:: Description of the task ::
Set down, exactly as written, the lines from the line holding "instance like [156,314]." to the end of the data, inclusive, skipping any pictures.

:: Records supplied ::
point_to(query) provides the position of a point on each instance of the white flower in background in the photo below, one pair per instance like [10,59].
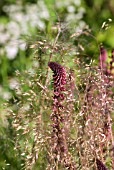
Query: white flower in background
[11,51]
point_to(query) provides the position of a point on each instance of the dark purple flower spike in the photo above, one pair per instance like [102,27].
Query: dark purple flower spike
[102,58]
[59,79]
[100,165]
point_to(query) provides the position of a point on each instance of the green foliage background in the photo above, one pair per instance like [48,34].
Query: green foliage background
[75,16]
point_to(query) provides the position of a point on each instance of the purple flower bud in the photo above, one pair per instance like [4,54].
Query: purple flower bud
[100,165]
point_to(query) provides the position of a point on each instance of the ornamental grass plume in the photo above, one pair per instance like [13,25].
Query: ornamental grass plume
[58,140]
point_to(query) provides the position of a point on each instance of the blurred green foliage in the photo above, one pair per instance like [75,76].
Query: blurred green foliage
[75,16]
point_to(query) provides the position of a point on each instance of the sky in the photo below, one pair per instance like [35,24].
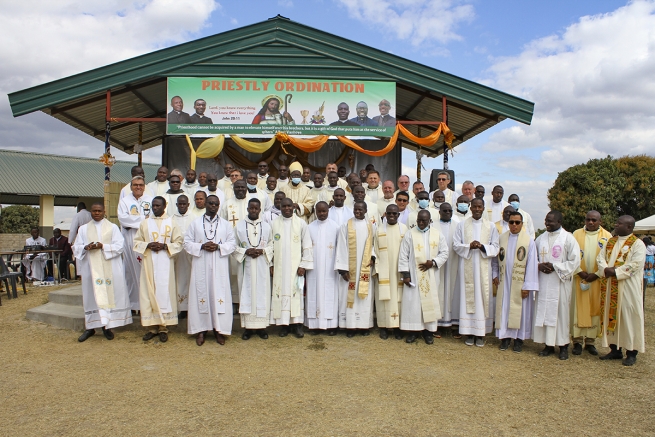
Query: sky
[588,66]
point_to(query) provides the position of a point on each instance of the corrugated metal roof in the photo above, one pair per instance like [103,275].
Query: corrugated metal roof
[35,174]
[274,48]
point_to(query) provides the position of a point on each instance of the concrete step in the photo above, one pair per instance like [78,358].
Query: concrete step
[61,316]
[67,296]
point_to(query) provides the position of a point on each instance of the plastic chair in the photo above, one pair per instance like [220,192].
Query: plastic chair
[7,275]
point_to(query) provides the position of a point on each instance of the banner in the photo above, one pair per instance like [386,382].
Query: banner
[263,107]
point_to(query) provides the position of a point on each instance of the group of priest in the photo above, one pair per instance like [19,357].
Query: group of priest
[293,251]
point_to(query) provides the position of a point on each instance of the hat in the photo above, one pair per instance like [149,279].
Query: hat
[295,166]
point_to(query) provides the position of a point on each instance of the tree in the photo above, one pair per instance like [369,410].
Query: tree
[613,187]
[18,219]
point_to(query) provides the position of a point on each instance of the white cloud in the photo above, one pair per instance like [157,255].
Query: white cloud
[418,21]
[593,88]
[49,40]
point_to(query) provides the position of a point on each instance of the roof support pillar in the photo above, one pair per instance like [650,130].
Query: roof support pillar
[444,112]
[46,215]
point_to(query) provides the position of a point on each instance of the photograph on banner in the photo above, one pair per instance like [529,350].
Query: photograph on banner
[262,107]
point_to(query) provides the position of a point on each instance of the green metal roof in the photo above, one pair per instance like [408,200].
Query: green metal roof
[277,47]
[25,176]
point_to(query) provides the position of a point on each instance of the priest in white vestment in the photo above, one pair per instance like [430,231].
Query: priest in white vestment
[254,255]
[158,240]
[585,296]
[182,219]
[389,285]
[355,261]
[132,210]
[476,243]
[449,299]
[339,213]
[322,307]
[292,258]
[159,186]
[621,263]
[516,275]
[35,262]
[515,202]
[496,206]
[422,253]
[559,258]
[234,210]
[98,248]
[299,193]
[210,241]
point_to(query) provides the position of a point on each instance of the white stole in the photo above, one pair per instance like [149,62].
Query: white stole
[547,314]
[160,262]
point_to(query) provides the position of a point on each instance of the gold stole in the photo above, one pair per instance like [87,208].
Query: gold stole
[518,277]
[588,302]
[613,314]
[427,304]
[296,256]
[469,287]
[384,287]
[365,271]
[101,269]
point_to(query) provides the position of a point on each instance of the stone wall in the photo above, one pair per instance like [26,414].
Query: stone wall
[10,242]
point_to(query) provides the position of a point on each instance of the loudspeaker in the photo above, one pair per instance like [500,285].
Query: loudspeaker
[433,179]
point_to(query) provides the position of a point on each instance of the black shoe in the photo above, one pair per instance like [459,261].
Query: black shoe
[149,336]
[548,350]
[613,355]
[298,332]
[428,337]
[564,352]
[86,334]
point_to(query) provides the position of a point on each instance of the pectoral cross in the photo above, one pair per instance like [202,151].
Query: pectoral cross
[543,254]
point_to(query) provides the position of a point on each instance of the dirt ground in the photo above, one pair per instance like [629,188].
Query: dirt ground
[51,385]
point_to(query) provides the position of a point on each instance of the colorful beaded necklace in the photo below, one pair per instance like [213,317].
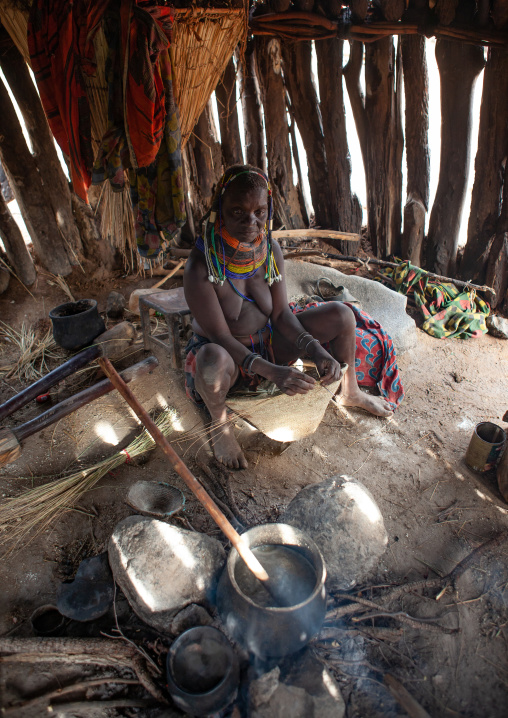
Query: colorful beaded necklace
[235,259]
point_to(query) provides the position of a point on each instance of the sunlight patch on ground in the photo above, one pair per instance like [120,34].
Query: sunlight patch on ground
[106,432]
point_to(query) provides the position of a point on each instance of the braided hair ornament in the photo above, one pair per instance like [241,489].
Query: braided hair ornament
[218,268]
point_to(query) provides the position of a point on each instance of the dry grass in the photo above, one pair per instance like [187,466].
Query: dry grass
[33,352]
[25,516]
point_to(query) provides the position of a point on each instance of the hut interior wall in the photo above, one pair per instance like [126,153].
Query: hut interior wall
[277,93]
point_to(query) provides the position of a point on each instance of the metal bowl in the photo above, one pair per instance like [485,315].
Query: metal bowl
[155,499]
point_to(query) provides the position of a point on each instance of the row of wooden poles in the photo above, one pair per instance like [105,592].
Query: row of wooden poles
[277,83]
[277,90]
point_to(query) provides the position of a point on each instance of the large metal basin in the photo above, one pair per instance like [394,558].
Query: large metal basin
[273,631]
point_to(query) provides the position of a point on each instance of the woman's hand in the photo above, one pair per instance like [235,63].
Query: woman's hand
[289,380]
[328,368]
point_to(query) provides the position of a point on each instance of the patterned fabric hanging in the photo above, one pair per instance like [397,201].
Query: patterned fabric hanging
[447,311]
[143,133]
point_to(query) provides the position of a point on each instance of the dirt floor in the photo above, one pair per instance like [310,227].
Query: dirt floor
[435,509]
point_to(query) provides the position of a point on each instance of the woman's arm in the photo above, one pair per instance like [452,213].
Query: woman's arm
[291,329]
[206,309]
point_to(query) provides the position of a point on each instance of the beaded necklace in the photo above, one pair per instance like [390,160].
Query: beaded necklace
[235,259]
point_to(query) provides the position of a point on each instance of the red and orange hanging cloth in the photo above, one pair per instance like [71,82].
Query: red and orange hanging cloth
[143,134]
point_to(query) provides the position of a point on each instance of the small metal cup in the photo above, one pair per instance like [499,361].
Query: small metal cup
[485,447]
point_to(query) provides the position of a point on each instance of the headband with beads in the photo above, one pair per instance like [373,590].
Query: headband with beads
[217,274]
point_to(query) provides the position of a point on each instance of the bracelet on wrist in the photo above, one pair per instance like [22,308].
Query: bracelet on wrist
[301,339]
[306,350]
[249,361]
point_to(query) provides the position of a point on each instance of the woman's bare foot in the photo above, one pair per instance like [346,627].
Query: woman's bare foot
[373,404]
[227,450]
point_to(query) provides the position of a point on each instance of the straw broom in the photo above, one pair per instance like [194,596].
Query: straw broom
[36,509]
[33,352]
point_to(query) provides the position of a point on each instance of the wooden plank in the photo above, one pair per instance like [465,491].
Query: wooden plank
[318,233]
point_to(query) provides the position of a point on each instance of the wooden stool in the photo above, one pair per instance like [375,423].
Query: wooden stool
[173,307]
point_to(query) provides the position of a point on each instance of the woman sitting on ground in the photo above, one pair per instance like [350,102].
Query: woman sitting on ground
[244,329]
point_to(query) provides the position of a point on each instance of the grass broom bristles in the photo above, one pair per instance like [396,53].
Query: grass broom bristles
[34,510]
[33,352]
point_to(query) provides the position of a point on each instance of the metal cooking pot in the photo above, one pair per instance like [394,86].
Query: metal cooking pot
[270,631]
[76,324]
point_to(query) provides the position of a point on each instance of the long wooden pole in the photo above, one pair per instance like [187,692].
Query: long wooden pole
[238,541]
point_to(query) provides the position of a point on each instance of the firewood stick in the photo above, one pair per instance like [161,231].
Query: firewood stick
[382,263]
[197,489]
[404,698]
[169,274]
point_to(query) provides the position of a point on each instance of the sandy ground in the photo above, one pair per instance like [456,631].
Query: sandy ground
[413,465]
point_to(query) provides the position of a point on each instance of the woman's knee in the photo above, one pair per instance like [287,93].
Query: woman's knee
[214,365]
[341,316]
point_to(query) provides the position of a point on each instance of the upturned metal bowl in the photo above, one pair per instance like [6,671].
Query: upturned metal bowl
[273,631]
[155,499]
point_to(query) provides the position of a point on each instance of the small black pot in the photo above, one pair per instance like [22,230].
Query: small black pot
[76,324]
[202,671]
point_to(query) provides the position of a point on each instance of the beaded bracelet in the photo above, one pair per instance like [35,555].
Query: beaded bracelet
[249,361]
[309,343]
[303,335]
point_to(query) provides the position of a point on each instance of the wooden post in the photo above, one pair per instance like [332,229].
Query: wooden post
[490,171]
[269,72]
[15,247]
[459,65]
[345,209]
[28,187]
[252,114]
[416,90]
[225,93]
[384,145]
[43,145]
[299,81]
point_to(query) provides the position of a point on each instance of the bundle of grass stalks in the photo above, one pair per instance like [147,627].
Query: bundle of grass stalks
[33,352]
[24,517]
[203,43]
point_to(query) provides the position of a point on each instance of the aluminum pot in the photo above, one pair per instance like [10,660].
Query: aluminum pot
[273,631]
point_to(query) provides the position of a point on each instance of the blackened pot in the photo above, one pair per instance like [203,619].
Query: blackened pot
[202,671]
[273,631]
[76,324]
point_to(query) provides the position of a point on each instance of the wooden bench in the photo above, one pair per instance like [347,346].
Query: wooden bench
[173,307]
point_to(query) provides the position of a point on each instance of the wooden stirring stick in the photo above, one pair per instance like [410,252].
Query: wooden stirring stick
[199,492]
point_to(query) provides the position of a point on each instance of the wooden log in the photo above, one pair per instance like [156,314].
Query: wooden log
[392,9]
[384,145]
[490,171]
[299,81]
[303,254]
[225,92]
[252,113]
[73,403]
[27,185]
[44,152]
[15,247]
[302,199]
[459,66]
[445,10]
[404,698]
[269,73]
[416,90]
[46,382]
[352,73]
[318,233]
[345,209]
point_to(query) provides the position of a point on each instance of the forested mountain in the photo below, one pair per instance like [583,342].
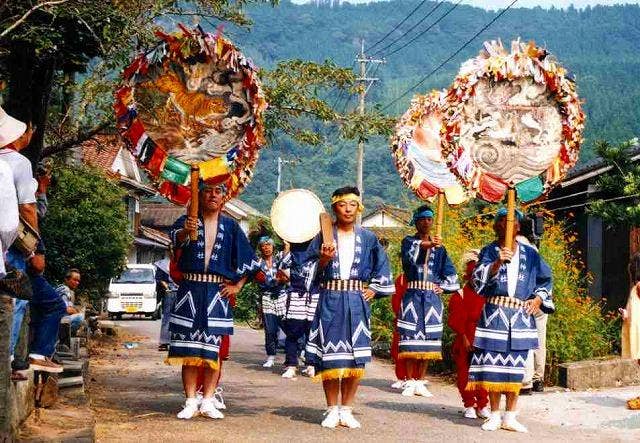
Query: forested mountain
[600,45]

:: Written response ::
point_to(query) provides the position of a point on each instance of the wooden log in the photo above, one pair per instance like [156,314].
Query: wooden log
[392,9]
[384,145]
[490,171]
[299,81]
[303,254]
[225,92]
[252,113]
[73,403]
[27,185]
[44,152]
[15,247]
[302,199]
[459,66]
[445,10]
[404,698]
[269,73]
[416,90]
[46,382]
[352,73]
[318,233]
[345,209]
point_to(query) provides the position of a point on each instance of the forested mountain in the photo below, one pair per instance like [583,342].
Query: forested mountain
[600,45]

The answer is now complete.